===== Provided text

Closing the festival will be Tom Cochrane. Since breaking through with his band Red Rider in 1980, and then subsequently going solo in 1990, Cochrane successfully transitioned from the original classic rock of his early hits “Don’t Fight It” and “Lunatic Fringe” towards the more contemporary rock sound of “Victory Day” and “Big League” that led to his landmark solo album Mad Mad World that spawned career-defining hit “Life Is A Highway”. While his sound evolved over the years, the common thread remained the heartfelt lyrics of his songwriting, which earned him induction into the Canadian Music Hall of Fame, at the 2003 Junos held in Ottawa.
If last weekend was any indication of the atmosphere festival goers can expect, this weekend’s shows are not to be missed!
This year’s fall edition of Bluesfest is running from Sept. 23 to 25, 2021. A weekend pass costs $141 and day passes cost $66–71 including HST and fees. Visit ottawafallfestivals.frontgatetickets.com for the complete lineup and schedule.

==========

- _Description of the task_:
Please copy verbatim the passage of the festival text that opens with the words "This year’s fall" and closes with "lineup and schedule.".

===== Supplied entries

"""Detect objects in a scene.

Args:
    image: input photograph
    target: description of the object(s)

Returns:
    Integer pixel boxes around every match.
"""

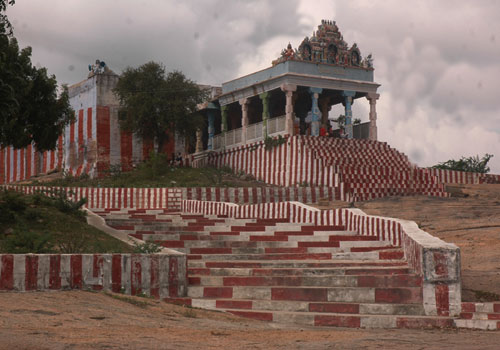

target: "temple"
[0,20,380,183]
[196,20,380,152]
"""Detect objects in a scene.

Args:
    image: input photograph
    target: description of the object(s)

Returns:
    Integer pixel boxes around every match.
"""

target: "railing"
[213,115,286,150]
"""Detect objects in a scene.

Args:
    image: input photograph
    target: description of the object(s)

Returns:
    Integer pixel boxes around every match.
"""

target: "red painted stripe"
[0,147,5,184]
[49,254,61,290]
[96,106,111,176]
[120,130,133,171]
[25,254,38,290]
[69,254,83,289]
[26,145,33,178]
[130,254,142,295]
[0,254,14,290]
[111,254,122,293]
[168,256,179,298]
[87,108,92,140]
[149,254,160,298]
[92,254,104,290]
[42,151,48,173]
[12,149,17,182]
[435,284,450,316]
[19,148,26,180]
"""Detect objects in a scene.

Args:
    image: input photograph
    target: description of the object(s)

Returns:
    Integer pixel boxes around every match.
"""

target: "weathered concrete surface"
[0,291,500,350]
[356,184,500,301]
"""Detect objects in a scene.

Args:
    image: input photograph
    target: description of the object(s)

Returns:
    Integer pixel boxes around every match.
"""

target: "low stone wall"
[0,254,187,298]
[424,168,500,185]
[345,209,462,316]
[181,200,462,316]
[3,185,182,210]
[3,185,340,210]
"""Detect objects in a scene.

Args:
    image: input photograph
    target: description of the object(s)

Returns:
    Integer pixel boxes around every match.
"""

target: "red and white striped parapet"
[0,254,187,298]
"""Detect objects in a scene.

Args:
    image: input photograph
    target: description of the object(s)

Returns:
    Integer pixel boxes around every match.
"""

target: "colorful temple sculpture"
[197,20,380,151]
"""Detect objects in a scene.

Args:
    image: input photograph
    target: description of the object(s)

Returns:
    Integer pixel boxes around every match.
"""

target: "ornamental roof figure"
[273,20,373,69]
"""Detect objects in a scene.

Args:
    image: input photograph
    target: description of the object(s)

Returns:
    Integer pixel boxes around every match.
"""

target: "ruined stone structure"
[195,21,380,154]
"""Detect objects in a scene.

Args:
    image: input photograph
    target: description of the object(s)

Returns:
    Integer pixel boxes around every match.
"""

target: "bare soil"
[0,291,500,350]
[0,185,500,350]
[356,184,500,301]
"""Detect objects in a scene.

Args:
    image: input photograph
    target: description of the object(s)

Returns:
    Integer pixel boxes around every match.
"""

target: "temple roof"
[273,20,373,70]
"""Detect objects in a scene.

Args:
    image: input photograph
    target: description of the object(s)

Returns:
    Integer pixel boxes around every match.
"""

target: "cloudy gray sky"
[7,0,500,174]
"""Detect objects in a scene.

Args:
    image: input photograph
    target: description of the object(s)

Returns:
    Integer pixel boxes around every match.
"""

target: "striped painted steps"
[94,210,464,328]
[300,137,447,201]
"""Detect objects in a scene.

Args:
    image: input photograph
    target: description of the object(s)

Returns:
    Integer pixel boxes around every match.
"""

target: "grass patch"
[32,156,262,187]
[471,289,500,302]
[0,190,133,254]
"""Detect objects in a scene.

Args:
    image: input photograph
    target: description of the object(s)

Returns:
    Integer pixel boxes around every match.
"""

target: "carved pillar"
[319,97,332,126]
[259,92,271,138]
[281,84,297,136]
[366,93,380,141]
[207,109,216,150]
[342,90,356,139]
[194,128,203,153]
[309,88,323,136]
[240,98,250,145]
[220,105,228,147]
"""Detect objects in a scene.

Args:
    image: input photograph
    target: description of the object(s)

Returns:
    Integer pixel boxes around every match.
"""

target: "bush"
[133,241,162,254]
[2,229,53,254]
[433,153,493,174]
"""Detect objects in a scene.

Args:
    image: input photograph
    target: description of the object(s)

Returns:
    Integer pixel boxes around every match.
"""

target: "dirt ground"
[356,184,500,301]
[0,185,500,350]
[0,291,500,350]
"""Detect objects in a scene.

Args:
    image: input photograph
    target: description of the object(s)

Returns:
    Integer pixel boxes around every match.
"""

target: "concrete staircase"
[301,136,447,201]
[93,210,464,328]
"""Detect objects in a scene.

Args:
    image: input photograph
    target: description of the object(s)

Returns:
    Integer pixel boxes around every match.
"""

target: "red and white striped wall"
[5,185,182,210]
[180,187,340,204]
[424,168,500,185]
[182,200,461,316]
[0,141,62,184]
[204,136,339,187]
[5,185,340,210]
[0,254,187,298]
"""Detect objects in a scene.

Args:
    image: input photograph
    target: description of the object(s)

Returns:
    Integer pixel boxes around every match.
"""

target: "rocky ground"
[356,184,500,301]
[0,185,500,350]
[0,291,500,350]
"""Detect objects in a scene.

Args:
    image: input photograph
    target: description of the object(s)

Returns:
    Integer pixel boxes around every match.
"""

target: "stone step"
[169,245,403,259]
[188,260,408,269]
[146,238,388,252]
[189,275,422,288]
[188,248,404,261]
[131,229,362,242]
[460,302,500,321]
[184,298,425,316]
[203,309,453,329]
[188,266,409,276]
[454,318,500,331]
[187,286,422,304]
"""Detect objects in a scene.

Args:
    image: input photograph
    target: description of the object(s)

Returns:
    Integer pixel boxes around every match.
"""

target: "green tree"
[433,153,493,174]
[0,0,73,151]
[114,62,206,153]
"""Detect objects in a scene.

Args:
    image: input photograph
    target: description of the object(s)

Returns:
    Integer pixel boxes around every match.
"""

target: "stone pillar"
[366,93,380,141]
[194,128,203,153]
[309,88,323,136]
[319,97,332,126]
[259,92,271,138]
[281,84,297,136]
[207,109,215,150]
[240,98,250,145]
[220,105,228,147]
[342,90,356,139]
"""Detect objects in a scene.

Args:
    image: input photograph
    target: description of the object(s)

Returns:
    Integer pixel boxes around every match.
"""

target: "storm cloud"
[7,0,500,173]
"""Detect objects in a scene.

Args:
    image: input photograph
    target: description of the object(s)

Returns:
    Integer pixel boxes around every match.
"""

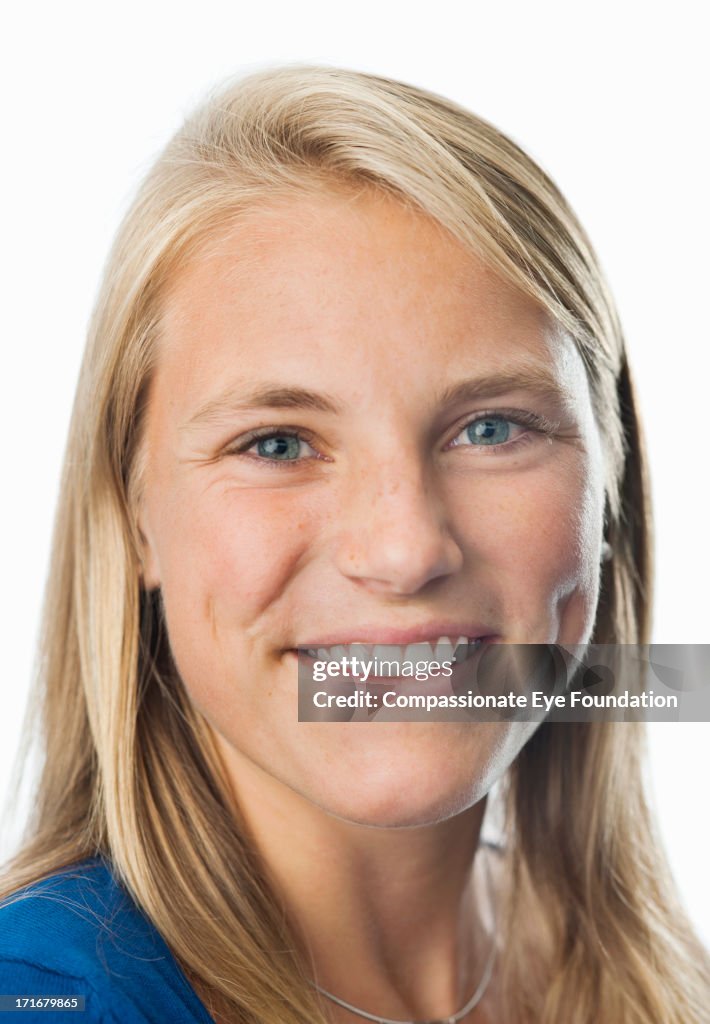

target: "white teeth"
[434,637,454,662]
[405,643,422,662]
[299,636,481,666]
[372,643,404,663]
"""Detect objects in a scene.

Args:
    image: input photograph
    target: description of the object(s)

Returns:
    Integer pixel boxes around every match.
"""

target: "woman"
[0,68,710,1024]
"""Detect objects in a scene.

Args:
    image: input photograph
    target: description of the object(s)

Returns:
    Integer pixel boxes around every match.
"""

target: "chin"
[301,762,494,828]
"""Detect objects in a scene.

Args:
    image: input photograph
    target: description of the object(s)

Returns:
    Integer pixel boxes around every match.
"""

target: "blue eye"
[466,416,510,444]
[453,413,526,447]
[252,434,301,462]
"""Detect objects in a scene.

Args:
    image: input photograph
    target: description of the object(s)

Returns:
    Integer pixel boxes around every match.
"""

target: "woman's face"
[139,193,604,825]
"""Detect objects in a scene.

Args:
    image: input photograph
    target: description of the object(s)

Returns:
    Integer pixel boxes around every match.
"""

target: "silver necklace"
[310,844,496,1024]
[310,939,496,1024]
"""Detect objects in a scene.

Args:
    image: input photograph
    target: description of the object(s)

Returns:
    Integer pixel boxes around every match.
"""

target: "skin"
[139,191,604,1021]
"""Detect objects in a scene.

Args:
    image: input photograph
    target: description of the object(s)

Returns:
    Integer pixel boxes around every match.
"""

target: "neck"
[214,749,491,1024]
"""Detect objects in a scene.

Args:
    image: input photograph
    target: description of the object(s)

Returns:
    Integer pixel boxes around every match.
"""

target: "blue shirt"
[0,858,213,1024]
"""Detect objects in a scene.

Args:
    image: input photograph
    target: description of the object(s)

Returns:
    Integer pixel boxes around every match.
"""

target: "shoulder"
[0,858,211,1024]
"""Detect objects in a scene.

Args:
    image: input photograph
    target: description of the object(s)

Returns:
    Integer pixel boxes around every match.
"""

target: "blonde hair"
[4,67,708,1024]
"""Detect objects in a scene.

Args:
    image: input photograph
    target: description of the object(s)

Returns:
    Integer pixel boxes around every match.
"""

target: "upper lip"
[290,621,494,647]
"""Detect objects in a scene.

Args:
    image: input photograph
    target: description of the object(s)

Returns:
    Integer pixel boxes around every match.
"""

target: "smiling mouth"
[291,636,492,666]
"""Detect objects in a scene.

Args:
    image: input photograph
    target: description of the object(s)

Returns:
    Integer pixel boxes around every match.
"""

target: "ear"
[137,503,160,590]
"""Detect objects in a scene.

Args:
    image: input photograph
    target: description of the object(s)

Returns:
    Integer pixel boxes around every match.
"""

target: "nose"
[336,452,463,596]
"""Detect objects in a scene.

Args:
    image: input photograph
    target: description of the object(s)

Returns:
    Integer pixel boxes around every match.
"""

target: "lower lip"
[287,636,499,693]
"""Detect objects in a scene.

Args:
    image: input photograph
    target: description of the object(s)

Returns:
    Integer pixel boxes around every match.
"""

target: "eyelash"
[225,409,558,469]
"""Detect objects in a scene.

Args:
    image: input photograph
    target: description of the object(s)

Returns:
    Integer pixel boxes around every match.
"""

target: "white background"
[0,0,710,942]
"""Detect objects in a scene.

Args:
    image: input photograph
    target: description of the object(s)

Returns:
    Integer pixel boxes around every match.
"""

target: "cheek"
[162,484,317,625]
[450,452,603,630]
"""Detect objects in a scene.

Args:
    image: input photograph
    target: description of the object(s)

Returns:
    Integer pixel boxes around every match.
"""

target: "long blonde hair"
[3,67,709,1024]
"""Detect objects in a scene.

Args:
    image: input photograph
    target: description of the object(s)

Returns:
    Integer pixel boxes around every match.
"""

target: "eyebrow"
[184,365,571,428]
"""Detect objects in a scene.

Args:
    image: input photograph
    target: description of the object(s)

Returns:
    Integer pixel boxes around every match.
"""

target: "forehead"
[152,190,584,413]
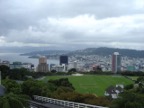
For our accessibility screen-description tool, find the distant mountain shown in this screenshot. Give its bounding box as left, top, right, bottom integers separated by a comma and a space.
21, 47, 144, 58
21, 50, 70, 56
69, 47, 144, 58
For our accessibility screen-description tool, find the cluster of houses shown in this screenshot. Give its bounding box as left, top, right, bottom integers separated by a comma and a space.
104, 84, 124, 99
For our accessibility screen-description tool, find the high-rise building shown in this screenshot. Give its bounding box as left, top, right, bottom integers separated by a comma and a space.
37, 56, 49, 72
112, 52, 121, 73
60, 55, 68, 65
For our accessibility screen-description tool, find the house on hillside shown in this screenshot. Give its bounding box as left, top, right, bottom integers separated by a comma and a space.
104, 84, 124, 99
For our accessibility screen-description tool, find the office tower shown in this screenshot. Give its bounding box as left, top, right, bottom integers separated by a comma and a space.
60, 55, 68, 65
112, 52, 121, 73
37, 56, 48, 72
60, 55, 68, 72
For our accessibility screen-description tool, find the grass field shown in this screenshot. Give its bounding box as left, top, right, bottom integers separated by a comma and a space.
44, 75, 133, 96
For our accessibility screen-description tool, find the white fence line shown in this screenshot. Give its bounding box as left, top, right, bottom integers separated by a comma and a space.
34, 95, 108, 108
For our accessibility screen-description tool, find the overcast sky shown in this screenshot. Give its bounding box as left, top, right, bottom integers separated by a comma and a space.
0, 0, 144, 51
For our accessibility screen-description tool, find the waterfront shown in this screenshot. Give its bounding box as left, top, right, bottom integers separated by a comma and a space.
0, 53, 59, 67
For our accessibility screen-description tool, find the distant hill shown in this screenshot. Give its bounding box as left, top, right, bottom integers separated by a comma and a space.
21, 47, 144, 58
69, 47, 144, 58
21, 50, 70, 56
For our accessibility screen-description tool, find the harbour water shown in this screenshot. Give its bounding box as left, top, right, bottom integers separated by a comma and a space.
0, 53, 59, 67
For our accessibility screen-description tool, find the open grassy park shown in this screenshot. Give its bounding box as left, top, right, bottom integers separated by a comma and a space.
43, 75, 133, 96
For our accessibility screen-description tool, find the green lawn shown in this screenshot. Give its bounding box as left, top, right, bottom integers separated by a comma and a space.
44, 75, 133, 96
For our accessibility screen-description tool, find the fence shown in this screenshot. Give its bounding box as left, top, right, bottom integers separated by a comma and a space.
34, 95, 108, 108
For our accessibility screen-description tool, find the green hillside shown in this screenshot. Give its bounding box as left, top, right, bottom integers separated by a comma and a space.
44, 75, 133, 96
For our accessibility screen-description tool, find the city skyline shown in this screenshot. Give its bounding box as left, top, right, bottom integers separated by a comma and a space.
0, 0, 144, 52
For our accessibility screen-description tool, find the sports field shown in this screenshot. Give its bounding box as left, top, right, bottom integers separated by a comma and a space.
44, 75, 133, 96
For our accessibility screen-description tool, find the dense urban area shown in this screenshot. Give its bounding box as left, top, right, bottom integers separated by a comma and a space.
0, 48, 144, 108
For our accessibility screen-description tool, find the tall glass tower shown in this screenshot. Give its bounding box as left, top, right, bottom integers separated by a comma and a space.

==========

- _Finished task_:
This year’s fall edition of Bluesfest is running from Sept. 23 to 25, 2021. A weekend pass costs $141 and day passes cost $66–71 including HST and fees. Visit ottawafallfestivals.frontgatetickets.com for the complete lineup and schedule.